*Selected excerpt:*
Kubernetes — Architecture

As seen in the following diagram, Kubernetes follows a
client-server architecture. Wherein, we have master installed on one machine and the node on separate Linux machines.

Kubernetes — Components


Node
Kubernetes runs your workload by placing containers into Pods to run on Nodes. A node may be a virtual or physical machine, depending on the cluster. Each node contains the services necessary to run Pods, managed by the control plane.

Cluster
A Kubernetes cluster is a set of node machines for running containerized applications. If you’re running Kubernetes, you’re running a cluster. At a minimum, a cluster contains a worker node and a master node.
Master
The Kubernetes master runs the Scheduler, Controller Manager, API Server and etcd components and is responsible for managing the Kubernetes cluster. Essentially, it’s the brain of the cluster!

Kubernetes — Master and Node Structure

The following illustrations show the structure of Kubernetes Master and Node.
master-node structure.

Kubernetes — master components

etcd

  1. key-value store
  2. storing all data used to manage the cluster.
  3. etcd store all the information on the node in a distributed manner.
  4. implementing logs.
  5. It is accessible only by Kubernetes API server as it may have some sensitive information

API Server

  1. acts as a frontend for Kubernetes.
  2. users, commenting interface all talk to API server to interact with the Kubernetes cluster.
  3. When you interact with your Kubernetes cluster using the kubectl command-line interface, you are actually communicating with the master API Server component.

*Data rows:*
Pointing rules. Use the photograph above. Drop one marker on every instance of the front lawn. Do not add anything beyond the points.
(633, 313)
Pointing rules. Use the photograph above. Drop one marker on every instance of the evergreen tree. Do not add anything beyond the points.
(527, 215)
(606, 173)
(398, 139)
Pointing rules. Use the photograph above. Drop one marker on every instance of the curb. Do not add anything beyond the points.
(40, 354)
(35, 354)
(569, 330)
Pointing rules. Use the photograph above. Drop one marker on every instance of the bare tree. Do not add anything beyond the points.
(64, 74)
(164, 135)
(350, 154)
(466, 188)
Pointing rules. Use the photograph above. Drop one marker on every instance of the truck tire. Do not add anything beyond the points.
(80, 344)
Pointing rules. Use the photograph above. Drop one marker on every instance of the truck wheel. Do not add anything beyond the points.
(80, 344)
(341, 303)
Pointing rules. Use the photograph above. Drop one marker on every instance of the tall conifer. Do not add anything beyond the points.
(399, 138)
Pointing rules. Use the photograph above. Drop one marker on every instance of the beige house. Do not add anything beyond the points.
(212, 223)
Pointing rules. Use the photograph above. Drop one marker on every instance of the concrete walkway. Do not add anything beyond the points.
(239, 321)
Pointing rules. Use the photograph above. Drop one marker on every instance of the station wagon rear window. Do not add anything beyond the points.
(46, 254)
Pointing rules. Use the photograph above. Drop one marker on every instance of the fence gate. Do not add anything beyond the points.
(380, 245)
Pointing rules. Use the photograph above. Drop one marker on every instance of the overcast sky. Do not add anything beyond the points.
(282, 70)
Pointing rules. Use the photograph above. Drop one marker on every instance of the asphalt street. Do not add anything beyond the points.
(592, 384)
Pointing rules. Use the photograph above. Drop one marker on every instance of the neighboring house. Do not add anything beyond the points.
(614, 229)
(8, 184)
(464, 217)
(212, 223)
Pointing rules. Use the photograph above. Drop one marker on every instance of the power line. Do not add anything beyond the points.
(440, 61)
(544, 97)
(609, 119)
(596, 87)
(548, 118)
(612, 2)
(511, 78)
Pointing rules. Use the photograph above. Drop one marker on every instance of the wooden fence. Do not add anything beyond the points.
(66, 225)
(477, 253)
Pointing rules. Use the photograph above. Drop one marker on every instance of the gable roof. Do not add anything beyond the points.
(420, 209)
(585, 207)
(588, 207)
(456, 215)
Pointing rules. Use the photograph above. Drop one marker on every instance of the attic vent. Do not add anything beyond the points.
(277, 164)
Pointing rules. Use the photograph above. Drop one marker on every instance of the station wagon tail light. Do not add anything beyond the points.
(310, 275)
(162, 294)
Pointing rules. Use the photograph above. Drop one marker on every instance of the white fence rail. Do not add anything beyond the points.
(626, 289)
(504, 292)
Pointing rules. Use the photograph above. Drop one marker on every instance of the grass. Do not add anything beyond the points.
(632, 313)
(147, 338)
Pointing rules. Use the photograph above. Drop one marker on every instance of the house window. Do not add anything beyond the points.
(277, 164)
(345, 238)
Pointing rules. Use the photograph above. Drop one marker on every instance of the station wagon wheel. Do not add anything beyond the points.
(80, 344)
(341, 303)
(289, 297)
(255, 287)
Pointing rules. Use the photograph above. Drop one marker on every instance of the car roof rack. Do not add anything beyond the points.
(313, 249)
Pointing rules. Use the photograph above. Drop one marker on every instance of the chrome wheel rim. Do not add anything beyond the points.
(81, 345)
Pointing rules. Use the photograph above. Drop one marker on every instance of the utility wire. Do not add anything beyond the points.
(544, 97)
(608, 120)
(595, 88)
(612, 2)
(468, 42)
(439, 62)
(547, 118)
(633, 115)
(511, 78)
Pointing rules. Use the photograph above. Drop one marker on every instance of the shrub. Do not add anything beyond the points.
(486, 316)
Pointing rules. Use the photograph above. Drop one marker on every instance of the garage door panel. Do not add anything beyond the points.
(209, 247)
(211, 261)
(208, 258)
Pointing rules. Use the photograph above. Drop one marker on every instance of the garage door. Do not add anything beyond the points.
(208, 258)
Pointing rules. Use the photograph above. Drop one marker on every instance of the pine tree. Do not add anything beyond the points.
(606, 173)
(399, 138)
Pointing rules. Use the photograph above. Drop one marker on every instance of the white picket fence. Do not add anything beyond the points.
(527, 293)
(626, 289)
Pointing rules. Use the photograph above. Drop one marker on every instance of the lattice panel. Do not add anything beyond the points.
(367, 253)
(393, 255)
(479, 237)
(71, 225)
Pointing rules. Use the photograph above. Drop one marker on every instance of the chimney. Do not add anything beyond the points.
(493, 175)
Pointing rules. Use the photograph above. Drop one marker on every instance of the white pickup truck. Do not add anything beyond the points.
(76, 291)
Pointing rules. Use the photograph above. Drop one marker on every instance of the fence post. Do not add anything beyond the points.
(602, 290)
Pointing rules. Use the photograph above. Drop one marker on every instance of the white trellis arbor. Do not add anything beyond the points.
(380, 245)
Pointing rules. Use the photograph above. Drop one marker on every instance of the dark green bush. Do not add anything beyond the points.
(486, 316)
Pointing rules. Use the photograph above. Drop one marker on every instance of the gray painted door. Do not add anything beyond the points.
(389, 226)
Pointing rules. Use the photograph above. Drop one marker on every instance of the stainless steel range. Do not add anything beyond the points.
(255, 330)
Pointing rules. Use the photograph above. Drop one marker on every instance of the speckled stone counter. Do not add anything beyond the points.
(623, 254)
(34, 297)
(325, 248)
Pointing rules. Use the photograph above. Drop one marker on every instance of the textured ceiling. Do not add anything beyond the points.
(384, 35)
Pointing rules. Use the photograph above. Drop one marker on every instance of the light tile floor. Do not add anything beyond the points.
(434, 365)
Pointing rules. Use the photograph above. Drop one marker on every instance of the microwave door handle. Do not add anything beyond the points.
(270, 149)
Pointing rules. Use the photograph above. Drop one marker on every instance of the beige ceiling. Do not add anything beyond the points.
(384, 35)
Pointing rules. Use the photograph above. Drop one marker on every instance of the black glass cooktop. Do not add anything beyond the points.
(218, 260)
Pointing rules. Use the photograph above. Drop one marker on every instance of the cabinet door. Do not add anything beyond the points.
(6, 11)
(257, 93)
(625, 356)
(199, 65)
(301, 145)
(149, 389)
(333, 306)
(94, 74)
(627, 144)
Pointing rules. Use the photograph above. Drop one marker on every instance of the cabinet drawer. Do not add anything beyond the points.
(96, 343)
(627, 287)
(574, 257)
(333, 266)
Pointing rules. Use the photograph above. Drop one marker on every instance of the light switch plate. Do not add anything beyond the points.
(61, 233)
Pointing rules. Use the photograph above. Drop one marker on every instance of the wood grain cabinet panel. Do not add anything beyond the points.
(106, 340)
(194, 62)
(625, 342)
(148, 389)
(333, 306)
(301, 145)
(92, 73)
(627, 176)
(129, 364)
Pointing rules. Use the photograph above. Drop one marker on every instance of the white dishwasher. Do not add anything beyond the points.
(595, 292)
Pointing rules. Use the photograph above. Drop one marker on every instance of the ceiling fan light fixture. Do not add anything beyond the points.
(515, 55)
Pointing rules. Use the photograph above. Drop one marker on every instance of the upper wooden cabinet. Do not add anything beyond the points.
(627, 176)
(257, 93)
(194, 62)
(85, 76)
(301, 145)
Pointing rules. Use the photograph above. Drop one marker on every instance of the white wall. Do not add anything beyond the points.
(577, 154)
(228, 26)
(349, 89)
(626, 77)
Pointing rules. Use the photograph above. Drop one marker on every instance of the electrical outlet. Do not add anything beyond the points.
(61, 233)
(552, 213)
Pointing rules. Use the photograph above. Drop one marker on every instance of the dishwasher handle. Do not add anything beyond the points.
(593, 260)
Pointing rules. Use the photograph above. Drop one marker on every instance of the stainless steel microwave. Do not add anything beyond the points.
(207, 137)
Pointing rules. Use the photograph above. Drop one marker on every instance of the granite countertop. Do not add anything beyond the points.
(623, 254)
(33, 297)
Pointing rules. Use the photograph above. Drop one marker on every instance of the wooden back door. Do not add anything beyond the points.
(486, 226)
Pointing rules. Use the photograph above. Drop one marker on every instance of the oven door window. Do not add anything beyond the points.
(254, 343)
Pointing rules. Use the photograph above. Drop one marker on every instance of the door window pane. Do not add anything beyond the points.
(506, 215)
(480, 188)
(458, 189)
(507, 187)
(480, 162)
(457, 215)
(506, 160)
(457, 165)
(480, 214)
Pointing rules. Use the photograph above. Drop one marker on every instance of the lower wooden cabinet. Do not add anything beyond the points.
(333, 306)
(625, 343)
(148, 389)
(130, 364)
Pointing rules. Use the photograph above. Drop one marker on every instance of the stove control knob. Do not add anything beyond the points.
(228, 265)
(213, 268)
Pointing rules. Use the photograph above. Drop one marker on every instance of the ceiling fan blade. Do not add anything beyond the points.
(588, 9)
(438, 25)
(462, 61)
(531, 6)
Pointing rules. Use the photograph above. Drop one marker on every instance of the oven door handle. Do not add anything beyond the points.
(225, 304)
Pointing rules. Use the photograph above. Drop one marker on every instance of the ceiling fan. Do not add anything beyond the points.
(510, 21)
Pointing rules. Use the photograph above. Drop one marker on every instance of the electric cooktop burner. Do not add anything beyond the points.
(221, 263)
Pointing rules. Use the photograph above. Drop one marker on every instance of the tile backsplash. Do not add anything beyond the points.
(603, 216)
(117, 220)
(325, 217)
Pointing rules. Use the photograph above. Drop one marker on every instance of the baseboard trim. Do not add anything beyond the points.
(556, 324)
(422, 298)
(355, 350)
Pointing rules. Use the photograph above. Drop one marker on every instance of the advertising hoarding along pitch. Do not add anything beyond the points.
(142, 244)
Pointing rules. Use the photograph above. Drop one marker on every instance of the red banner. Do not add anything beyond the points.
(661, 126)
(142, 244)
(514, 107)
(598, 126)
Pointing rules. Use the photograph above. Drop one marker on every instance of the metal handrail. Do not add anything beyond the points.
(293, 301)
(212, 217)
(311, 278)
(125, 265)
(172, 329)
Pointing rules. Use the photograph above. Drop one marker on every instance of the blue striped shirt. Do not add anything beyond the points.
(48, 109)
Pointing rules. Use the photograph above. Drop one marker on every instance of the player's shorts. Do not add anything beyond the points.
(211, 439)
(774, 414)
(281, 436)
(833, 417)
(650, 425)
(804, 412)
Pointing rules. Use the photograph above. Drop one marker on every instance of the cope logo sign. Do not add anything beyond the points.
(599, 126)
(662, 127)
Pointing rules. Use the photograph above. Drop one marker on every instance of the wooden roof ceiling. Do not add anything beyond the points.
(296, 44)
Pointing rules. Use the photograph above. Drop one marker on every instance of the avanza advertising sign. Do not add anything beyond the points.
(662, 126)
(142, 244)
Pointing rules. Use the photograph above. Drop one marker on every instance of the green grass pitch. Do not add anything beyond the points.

*Task prompt:* Copy everything from "1. key-value store" down to "with the Kubernetes cluster." in the Kubernetes architecture text above, word for word.

*Solution for this problem:*
1. key-value store
  2. storing all data used to manage the cluster.
  3. etcd store all the information on the node in a distributed manner.
  4. implementing logs.
  5. It is accessible only by Kubernetes API server as it may have some sensitive information

API Server

  1. acts as a frontend for Kubernetes.
  2. users, commenting interface all talk to API server to interact with the Kubernetes cluster.